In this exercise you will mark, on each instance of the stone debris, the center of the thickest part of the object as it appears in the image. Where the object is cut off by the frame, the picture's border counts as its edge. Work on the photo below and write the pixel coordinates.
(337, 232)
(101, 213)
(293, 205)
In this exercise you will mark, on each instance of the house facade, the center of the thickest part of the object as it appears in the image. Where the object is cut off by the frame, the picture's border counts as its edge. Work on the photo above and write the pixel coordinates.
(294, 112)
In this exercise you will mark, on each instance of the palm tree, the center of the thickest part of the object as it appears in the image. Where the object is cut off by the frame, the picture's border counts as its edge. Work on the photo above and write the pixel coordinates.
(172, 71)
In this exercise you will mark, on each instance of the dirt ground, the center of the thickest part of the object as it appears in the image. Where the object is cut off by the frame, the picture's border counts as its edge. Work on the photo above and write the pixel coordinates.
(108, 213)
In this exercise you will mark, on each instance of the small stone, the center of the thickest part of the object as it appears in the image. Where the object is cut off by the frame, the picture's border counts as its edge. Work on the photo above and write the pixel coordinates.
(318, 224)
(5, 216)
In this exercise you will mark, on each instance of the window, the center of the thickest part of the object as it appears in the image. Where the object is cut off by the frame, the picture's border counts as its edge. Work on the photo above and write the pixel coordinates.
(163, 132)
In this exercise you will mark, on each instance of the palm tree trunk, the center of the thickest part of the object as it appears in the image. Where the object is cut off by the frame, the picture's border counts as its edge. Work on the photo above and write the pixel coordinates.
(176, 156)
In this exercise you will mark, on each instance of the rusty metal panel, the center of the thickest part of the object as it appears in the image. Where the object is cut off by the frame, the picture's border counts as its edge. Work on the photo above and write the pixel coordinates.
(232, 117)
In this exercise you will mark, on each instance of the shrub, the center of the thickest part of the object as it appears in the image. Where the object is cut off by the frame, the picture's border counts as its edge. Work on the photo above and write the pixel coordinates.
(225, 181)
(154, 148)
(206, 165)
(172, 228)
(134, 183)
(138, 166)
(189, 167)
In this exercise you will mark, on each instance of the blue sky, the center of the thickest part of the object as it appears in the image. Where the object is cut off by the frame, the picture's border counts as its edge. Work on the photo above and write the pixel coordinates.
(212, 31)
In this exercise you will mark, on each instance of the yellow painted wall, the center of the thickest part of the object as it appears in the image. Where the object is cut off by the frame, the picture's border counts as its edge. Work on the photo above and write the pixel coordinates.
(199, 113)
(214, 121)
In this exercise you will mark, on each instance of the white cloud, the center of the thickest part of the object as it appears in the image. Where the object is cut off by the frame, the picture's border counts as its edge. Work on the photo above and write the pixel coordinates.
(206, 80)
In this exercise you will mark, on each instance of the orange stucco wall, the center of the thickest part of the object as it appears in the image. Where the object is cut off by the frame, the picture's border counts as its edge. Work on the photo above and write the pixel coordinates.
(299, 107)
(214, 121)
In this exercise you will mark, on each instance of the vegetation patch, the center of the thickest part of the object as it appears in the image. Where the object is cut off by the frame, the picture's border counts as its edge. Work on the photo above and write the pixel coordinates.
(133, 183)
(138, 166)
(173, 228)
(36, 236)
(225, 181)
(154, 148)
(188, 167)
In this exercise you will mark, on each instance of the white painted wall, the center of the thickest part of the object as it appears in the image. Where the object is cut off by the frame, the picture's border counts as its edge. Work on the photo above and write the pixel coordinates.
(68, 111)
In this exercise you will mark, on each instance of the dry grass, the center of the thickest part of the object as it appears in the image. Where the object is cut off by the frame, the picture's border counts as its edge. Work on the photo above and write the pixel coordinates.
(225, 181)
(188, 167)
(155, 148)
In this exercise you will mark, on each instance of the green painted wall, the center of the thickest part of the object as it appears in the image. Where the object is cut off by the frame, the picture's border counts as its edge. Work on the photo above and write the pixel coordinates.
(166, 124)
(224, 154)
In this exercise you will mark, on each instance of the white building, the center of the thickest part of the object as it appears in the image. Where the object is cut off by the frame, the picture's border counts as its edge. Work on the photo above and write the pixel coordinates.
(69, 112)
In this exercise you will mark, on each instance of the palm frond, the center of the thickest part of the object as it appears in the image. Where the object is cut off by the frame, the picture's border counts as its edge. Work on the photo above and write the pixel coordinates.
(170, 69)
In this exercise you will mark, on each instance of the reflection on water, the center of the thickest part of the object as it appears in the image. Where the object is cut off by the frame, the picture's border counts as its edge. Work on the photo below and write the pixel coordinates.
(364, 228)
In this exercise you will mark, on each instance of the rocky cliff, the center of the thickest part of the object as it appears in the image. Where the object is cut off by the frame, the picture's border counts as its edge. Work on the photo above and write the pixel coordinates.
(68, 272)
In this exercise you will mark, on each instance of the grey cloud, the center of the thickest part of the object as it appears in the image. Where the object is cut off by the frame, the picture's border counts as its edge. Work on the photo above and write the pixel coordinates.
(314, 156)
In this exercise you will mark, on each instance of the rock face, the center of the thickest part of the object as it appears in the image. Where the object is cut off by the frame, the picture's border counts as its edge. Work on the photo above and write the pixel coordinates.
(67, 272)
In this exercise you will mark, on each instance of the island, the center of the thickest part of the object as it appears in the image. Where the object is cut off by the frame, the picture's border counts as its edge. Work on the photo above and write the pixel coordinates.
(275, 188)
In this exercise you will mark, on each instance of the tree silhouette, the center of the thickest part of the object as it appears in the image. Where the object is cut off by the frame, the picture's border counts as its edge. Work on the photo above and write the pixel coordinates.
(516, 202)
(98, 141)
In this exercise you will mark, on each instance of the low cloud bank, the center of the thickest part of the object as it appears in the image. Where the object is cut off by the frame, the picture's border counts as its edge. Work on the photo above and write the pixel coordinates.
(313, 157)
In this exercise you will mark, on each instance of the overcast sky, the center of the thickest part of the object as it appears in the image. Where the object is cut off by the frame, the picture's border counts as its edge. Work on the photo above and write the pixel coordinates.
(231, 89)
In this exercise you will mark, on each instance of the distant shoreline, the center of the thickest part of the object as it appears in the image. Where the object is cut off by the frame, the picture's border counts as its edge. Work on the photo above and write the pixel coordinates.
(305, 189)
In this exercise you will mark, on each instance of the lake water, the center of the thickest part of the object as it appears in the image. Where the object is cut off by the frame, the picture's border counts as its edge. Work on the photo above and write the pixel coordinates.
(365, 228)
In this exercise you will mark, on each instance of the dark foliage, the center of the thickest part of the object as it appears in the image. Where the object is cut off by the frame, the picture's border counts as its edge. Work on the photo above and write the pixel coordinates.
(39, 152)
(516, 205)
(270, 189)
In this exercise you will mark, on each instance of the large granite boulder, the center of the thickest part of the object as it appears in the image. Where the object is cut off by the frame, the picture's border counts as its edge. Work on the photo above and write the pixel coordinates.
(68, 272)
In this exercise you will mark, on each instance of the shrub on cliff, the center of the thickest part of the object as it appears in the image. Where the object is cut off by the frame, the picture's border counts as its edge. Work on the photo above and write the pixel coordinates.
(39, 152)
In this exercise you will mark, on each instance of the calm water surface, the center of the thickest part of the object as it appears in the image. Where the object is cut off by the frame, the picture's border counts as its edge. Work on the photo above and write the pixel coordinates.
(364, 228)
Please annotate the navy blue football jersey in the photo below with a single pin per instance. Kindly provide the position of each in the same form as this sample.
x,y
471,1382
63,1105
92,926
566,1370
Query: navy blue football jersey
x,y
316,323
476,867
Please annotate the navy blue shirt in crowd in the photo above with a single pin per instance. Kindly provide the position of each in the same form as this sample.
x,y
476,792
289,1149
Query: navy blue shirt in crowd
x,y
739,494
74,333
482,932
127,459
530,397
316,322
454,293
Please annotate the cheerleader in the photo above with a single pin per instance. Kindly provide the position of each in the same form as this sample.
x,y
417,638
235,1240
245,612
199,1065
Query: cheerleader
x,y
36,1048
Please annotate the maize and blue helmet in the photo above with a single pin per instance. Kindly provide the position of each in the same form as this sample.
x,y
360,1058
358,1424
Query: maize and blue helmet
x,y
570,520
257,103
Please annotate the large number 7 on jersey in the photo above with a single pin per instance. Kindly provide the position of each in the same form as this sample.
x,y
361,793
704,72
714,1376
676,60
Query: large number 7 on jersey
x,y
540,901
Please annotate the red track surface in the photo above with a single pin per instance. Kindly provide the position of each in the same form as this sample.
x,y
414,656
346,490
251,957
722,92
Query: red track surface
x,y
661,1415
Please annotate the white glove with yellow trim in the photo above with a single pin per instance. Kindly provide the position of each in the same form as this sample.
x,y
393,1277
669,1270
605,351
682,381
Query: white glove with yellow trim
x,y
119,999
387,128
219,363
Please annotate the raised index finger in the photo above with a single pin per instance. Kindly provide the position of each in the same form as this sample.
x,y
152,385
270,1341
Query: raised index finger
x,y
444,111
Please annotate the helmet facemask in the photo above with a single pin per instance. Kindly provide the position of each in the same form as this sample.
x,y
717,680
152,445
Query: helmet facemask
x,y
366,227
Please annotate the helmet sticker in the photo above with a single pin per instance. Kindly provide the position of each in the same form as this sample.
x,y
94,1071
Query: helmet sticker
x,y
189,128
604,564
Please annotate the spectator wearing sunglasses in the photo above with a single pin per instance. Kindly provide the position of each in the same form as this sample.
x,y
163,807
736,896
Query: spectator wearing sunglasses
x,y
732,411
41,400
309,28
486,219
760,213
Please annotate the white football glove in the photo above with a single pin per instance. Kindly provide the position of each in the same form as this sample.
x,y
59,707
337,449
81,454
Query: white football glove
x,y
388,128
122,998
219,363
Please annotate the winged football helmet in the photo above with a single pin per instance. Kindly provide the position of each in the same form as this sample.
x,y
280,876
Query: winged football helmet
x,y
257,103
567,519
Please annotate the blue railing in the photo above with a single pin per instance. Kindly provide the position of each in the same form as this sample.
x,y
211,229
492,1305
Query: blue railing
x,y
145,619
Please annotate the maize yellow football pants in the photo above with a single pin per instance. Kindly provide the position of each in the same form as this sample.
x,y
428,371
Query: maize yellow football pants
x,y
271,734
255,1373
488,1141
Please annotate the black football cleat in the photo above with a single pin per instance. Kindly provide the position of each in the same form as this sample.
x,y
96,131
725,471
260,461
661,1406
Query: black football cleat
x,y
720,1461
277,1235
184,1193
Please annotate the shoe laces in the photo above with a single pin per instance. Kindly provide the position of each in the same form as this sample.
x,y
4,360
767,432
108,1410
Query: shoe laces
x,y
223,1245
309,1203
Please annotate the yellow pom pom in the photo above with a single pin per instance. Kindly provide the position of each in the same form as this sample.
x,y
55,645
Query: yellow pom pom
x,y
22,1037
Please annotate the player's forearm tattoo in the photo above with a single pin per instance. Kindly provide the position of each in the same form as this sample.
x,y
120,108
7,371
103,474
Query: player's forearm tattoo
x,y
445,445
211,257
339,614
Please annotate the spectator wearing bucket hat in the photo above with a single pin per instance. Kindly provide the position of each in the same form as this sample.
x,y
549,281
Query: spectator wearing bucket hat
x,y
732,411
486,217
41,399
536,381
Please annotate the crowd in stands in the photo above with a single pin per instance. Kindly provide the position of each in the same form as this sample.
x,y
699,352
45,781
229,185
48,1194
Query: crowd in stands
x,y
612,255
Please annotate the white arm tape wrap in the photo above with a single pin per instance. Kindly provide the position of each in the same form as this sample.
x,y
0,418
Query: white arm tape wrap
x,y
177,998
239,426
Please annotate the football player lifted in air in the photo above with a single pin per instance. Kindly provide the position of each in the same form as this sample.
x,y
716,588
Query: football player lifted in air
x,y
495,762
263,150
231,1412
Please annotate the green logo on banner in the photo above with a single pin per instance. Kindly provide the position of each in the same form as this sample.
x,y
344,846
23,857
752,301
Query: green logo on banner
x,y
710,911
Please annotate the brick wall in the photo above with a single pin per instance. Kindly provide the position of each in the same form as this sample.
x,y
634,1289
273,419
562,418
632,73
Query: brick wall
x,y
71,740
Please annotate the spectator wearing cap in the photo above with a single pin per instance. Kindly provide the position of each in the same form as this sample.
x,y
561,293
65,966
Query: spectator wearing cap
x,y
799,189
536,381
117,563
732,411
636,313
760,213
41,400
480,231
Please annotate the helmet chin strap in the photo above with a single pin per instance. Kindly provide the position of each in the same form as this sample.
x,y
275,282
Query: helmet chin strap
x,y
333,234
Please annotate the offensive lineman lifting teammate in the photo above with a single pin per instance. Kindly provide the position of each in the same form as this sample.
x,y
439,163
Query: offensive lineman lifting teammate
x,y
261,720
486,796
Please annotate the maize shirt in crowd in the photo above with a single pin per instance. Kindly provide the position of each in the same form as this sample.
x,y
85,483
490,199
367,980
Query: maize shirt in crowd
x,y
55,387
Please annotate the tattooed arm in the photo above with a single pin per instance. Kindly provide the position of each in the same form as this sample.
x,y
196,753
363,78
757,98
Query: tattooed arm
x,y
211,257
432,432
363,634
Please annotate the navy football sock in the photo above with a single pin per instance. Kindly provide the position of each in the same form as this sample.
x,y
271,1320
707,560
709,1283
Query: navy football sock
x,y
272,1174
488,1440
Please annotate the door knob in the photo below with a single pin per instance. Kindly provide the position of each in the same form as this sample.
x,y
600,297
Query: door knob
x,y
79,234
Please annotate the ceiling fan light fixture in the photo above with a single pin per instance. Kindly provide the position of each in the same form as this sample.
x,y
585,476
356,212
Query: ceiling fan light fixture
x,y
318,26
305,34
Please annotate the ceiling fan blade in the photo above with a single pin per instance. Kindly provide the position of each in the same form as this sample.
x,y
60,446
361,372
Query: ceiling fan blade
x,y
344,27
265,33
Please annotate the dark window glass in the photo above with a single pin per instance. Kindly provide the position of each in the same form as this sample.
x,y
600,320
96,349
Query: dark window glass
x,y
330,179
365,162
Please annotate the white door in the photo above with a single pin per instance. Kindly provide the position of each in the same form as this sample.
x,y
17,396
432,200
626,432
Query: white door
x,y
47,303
-=-=-=-=-
▶ [PROBLEM DETAILS]:
The reply must hold exactly the lines from the one containing "Please annotate the maize shirt" to the last line of the entries, and nothing more.

▶ [OUTPUT FOR THIS EXERCISE]:
Please annotate the maize shirt in crowd in the photo above with a single pin per instance. Kindly provide the position of each in the same form as this sample.
x,y
85,483
490,199
367,980
Query: maize shirt in crowd
x,y
55,387
Please annotate the tattooed arm in the photo above with a single pin per instance. Kindly provide the position of each in the same form as this sample.
x,y
196,753
363,78
757,98
Query: tattooed arm
x,y
211,257
432,432
363,634
Please annotate the navy football sock in the photo above with a single pin per instance. Kindly provide the position of each in the same form as this sample.
x,y
271,1320
707,560
709,1283
Query: navy football sock
x,y
272,1174
488,1440
Please annotate the door knob in the photo below with a single pin per instance. Kindly provide the position of each in the same form as this sample.
x,y
600,297
Query: door knob
x,y
79,234
Please annotate the ceiling fan light fixture in the photo above with a single pin per instance. Kindly provide the position of each in the same form as this sample.
x,y
585,476
356,212
Query: ceiling fan light fixture
x,y
318,26
305,34
Please annotate the ceiling fan blade in the photo above with a single pin per instance. Kindly provide the position of each in the same form as this sample.
x,y
60,446
361,372
Query: ceiling fan blade
x,y
344,27
265,33
Please annotate the dark window glass in the photo above with a single pin per instance. Kindly provide the position of each in the same form as this sample.
x,y
600,320
96,349
Query: dark window glass
x,y
330,179
365,162
Please annotate the white door in the photo above with a single pin per instance. Kindly provide the position of each in the same form as this sample.
x,y
17,396
432,200
626,432
Query: white door
x,y
47,303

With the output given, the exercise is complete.